Entries for locating named things
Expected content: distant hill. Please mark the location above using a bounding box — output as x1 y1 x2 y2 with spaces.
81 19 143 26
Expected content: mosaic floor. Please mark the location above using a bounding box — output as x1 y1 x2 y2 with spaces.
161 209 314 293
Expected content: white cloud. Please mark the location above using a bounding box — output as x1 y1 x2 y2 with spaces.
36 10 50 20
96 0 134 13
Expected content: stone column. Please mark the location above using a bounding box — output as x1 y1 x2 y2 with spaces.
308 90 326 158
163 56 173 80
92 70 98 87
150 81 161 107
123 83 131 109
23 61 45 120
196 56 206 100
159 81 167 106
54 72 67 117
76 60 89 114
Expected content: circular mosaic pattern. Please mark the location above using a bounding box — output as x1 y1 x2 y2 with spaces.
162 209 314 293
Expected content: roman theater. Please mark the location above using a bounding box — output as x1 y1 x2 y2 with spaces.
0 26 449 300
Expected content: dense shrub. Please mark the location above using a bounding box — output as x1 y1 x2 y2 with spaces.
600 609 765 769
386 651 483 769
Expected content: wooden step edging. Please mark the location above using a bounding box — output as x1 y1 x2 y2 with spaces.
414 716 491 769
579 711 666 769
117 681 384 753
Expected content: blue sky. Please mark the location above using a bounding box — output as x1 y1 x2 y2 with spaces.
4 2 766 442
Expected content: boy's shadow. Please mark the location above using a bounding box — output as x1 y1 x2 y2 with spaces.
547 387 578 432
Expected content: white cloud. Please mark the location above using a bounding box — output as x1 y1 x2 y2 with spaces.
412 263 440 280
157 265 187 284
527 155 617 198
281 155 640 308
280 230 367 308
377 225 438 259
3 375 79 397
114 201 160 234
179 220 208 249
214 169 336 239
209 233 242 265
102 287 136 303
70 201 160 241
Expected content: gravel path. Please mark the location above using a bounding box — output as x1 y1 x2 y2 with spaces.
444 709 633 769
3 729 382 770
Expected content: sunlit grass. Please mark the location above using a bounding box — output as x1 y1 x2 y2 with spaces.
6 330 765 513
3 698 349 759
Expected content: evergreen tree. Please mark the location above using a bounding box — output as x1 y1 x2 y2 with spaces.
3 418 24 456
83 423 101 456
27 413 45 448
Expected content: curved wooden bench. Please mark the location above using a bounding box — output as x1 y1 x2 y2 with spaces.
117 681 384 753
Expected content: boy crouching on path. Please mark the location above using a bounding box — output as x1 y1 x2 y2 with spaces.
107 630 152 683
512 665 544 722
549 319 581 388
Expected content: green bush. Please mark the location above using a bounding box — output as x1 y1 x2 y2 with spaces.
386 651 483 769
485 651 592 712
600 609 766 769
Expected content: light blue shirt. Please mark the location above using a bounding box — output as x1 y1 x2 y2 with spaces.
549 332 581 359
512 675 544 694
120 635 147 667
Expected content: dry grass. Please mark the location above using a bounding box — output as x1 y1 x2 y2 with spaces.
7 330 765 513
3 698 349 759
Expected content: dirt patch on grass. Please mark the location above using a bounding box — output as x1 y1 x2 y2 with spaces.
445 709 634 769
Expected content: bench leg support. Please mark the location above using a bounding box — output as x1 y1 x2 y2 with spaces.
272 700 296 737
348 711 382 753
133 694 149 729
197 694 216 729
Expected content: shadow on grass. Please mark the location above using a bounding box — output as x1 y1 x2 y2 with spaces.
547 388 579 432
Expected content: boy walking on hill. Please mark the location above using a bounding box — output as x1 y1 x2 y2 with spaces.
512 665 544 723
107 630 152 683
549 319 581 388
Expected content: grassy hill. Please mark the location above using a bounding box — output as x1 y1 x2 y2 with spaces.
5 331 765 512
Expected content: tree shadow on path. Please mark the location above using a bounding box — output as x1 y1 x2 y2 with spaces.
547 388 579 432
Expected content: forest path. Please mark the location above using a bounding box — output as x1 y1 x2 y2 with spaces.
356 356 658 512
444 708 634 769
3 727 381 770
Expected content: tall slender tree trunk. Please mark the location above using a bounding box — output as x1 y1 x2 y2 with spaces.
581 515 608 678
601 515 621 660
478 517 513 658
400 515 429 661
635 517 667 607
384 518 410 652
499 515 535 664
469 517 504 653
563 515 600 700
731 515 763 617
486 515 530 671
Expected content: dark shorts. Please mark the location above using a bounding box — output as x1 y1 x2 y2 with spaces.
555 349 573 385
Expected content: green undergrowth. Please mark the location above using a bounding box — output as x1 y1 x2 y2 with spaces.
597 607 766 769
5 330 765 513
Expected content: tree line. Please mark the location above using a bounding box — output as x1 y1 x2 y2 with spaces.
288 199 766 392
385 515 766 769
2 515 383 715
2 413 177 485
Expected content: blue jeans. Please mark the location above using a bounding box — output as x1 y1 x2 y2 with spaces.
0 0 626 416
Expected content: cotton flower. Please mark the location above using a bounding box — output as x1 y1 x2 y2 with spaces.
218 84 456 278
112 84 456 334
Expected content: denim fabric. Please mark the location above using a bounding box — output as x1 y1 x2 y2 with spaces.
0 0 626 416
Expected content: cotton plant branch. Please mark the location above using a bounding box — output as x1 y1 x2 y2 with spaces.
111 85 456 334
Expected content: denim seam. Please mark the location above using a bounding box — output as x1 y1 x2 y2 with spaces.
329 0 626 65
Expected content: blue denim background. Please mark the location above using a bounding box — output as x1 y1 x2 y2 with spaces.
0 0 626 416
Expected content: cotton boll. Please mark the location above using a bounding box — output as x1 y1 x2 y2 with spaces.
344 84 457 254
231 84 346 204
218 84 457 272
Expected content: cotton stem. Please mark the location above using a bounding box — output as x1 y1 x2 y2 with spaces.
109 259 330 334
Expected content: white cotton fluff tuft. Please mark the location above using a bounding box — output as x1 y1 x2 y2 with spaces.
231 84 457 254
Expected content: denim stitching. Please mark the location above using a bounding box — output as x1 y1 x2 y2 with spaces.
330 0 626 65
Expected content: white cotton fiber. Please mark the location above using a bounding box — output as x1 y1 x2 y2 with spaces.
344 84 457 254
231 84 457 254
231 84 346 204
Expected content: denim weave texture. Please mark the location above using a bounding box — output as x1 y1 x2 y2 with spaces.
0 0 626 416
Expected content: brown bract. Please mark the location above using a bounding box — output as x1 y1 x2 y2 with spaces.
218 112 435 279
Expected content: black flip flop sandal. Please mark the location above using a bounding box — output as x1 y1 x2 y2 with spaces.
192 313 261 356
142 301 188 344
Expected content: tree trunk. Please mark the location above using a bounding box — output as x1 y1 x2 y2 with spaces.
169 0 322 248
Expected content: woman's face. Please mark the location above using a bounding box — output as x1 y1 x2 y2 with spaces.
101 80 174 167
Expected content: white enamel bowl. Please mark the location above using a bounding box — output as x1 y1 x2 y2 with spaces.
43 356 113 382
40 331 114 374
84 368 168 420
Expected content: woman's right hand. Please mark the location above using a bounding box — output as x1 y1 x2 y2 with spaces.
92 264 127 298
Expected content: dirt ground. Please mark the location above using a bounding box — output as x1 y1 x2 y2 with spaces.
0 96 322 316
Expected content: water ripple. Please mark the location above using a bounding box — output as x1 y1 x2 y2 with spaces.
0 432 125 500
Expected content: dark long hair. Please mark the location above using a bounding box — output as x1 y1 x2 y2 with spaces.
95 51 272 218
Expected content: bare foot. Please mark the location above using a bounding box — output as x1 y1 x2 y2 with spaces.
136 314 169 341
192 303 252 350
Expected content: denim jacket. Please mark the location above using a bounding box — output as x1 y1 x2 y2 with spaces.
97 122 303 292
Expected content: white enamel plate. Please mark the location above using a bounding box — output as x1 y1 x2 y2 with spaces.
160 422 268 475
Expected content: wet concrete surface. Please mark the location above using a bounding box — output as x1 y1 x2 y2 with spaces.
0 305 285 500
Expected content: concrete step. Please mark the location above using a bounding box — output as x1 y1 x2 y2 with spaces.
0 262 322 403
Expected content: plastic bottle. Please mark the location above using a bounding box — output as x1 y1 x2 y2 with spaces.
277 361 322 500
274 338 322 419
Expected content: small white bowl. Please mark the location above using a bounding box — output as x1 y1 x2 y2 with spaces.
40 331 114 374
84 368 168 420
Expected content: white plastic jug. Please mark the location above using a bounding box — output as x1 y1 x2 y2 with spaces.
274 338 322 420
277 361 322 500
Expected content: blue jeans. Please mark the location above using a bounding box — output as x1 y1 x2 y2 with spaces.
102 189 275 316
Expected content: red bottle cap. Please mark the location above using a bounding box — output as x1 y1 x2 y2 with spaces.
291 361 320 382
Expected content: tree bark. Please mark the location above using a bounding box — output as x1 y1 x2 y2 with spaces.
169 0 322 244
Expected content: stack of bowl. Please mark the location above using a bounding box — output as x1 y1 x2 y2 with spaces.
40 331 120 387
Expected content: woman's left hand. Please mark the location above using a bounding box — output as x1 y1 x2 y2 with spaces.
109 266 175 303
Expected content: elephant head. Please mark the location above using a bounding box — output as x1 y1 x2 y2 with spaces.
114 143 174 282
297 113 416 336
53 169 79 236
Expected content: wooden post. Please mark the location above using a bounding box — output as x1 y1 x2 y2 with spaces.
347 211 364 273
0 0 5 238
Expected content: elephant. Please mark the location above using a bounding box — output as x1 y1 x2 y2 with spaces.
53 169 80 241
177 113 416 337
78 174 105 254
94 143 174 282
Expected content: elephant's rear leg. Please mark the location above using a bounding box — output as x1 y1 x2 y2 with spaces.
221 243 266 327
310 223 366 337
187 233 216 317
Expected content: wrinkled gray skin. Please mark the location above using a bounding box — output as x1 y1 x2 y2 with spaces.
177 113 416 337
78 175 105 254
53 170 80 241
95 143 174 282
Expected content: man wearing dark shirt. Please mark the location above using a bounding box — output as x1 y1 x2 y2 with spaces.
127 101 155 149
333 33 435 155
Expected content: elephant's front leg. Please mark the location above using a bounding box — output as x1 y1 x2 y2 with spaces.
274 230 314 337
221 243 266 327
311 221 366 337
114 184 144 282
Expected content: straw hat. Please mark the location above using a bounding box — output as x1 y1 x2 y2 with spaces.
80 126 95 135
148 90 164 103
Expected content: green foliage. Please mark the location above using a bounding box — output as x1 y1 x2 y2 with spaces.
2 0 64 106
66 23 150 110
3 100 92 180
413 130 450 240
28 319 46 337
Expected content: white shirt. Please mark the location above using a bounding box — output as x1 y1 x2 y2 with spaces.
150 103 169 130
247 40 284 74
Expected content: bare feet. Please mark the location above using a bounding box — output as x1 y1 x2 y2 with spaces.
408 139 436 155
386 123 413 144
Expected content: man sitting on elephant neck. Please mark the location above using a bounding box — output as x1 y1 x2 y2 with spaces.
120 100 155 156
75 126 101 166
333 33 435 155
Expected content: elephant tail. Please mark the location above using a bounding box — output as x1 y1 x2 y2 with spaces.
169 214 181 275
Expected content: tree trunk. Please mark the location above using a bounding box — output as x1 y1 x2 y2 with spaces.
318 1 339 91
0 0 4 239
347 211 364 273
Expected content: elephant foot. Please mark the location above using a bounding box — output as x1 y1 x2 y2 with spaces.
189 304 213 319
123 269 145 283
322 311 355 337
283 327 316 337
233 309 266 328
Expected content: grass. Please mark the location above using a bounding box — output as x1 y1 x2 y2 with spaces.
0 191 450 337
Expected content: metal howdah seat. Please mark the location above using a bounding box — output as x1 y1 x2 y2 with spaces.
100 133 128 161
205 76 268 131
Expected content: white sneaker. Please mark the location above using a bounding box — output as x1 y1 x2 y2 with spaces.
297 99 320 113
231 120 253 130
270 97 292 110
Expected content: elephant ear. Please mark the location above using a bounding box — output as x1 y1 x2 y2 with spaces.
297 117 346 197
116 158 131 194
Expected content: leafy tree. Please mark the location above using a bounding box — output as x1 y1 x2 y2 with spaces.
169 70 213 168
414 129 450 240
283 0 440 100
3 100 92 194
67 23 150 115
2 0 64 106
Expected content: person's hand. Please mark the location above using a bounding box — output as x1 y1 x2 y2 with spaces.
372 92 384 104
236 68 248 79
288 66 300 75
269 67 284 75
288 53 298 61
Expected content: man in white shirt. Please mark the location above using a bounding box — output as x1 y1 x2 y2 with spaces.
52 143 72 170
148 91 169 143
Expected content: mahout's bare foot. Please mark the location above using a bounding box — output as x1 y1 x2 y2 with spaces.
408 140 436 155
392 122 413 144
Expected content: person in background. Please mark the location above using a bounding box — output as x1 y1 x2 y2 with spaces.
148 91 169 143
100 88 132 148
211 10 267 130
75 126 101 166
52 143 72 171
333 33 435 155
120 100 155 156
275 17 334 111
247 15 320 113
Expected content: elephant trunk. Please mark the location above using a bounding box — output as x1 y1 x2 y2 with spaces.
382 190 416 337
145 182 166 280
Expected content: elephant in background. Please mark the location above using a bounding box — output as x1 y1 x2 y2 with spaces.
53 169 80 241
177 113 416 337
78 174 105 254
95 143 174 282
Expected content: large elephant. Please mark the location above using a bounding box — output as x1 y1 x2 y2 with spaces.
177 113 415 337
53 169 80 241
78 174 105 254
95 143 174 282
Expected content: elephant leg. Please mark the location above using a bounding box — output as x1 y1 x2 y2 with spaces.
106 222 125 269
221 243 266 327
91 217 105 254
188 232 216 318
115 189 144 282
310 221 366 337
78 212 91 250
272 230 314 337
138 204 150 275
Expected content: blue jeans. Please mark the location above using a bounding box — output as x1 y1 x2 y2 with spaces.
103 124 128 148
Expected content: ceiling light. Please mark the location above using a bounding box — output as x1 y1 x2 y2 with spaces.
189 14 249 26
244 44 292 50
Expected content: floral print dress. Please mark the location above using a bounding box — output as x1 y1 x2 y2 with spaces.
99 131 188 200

**Task prompt:**
Rewrite the lines from the one containing "Expected content: elephant foot." through the one containing "0 191 450 337" as a Markdown table with the columns Row and Line, one line per row and no blank lines.

**Finished exercise:**
| Row | Line |
|---|---|
| 1 | Expected content: elephant foot. Please mark the location above using a bounding box — output as x1 y1 x2 y2 with spaces. |
| 2 | 189 304 213 319 |
| 3 | 123 269 145 283 |
| 4 | 322 311 355 337 |
| 5 | 283 327 316 337 |
| 6 | 233 309 266 328 |
| 7 | Expected content: grass. Please mark the location above using a bounding box — output as x1 y1 x2 y2 with spaces. |
| 8 | 0 191 450 337 |